◆ WHAT IS EXPECTED
Write the entries out again. Every character must match.

==================================================

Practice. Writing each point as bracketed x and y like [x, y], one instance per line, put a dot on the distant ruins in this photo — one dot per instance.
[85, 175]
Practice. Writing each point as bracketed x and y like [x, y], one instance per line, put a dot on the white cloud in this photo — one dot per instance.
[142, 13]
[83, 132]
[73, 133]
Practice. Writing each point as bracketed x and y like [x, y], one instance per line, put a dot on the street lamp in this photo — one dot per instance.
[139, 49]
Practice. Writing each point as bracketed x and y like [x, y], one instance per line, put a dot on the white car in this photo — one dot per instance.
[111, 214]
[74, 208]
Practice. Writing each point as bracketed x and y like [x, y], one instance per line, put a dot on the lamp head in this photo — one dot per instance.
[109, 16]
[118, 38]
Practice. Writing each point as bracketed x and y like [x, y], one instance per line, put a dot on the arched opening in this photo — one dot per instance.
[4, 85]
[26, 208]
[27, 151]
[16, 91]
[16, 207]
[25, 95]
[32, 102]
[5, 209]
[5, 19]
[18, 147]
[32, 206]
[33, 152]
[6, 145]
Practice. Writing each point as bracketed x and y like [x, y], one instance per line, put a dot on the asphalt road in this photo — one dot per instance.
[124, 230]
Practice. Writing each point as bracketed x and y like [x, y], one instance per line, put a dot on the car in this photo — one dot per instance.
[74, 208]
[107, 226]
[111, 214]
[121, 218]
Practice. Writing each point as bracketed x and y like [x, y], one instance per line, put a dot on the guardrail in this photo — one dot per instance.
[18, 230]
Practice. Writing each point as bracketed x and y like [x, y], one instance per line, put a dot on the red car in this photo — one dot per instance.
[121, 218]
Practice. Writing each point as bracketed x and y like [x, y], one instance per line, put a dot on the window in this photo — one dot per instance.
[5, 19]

==================================================

◆ SOLVED PROBLEM
Practice. Writing each point as bracketed x and y like [x, y], one instance per line, put a dot on the distant ruins in this photo — one dot per instance.
[85, 175]
Practice. Writing each point as bracketed x and y like [x, y], one instance per line, put a dot on the white cloud in this photo — one dot per instance.
[142, 13]
[83, 132]
[73, 133]
Practice. Writing each point as bracketed x and y like [x, y], one instance per line, put a dot on the street lamp in this photo — one dot per instance.
[139, 49]
Practice. Writing each point as bracketed x and y like [x, y], one instance per line, put a dot on the white car in this photo — one dot per instance.
[111, 214]
[74, 208]
Practice. Writing each point as bracketed x and y like [x, y], one instance per line, put a dot on the lamp head in this photo — one dot per instance.
[109, 16]
[118, 38]
Practice. Writing each point as bracketed x and y like [x, y], one instance per line, put a dot on the arched opening in this photo — one dot per instance.
[4, 85]
[26, 208]
[27, 151]
[16, 91]
[16, 207]
[25, 95]
[32, 102]
[5, 209]
[5, 19]
[18, 147]
[32, 206]
[33, 152]
[6, 145]
Practice. Writing each point as bracketed x and y like [x, y], one instance per line, put a dot on the asphalt road in this photo — one dot per instance.
[124, 230]
Practice. Writing each point as bracketed x and y like [x, y], one instance per line, put a dot on the car in this photo — one dot per instance.
[74, 208]
[107, 226]
[111, 214]
[121, 218]
Practice. Writing each point as bracketed x and y like [x, y], one instance per line, put a dot on the guardrail in this photo — one dot per instance.
[18, 230]
Practice. Writing each point as bracketed x and y like [x, y], one instance per line, put a dot on the red car in this photo — one dot per instance.
[121, 218]
Practice. Writing each point as bracketed x and y like [x, y], one instance per line, put a dot on the window in this photo — one dot per instance.
[5, 19]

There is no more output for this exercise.